» WORK REQUEST
Once you have read the entries below, repeat all of them exactly.

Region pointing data
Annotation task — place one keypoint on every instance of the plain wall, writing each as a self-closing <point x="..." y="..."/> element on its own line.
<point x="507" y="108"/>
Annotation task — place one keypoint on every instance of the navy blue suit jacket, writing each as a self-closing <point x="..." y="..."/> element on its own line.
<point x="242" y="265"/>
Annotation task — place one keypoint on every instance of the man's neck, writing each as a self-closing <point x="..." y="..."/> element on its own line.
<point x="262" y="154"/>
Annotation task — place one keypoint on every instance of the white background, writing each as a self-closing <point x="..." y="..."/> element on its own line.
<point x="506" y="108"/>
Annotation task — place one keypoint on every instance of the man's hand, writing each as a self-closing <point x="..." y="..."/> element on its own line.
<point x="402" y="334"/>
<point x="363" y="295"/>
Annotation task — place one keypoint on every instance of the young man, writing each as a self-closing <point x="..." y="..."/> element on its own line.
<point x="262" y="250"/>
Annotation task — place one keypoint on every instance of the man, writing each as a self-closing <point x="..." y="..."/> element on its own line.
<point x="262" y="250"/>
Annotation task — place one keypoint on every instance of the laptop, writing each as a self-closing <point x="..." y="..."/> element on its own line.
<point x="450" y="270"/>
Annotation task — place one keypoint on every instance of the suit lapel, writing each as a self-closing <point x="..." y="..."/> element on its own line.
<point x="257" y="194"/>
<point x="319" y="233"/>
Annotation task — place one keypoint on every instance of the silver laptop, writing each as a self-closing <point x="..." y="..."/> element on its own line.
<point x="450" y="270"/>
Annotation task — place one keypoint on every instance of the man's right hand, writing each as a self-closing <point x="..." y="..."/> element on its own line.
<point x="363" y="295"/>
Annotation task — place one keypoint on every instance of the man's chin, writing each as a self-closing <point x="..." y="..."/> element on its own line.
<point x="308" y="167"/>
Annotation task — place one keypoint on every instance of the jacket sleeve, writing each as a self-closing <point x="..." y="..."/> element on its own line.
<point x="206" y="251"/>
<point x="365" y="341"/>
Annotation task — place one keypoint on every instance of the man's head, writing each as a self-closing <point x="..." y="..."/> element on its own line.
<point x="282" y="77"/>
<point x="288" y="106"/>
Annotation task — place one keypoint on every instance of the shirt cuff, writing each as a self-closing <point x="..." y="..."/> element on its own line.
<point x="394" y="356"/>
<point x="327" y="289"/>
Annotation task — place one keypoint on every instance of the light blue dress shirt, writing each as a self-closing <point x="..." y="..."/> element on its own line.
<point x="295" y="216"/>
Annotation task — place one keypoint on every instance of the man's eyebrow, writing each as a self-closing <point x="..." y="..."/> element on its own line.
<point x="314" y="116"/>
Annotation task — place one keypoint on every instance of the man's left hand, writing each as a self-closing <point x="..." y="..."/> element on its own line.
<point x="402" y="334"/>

» THE COMPLETED TASK
Annotation task — place one keypoint on every instance of the plain wall, writing each as a self-closing <point x="..." y="..."/> element on its own line.
<point x="507" y="108"/>
Annotation task — place one keypoint on every instance of the navy blue suit jacket, writing each as a self-closing <point x="..." y="..."/> element on its own line.
<point x="242" y="265"/>
Annotation task — place one keypoint on every instance of the man's neck, writing each as a self-closing <point x="..." y="..."/> element on its own line.
<point x="262" y="154"/>
Annotation task — place one keypoint on every instance of the white background, writing each as a self-closing <point x="..." y="..."/> element on its own line.
<point x="506" y="108"/>
Annotation task — place one keypoint on every instance of the man's hand, writing each as a self-closing <point x="..." y="..."/> element on its own line.
<point x="402" y="334"/>
<point x="363" y="295"/>
Annotation task — place one keypoint on every instance of the young man, writing each as a self-closing <point x="..." y="..."/> element on its own line.
<point x="262" y="250"/>
Annotation task — place one keypoint on every instance of the man, writing each as a self-closing <point x="..." y="..."/> element on its own line.
<point x="262" y="250"/>
Annotation task — place one keypoint on every instance of the laptop, writing each as a self-closing <point x="..." y="..."/> element on its own line.
<point x="450" y="270"/>
Annotation task — place one keypoint on every instance of the suit lapel, writing each as a self-closing <point x="..." y="..."/> element on its own line.
<point x="257" y="194"/>
<point x="319" y="233"/>
Annotation task — place one keypoint on every instance of the silver laptop, writing each as a self-closing <point x="..." y="..."/> element on its own line.
<point x="450" y="270"/>
Annotation task — place one keypoint on every instance of the man's right hand, writing each as a self-closing <point x="..." y="..."/> element on its own line.
<point x="363" y="295"/>
Annotation task — place one keypoint on every instance of the man's chin, writing each as a self-closing <point x="..." y="..."/> element on its own line.
<point x="308" y="167"/>
Annotation task — place one keypoint on every instance of the jacket sleeve, writing each as a self-closing <point x="..." y="..."/> element on its own line.
<point x="206" y="251"/>
<point x="365" y="341"/>
Annotation task — place one keypoint on every instance of the man's head, writing each as a self-closing <point x="..." y="..."/> element on its own line.
<point x="282" y="77"/>
<point x="288" y="106"/>
Annotation task — place one keypoint on every instance of the shirt cuff, writing each as a self-closing <point x="..." y="..."/> element on its own line.
<point x="394" y="356"/>
<point x="327" y="289"/>
Annotation task — place one keypoint on every instance of the light blue dress shirt, writing each as a self-closing <point x="..." y="..."/> element on its own line.
<point x="295" y="216"/>
Annotation task — place one keypoint on every instance of the man's eyebrow, writing each as a self-closing <point x="..." y="..."/> element on its own line.
<point x="314" y="116"/>
Annotation task — place one keypoint on every instance of the man's left hand, writing each as a self-closing <point x="..." y="..."/> element on its own line.
<point x="402" y="334"/>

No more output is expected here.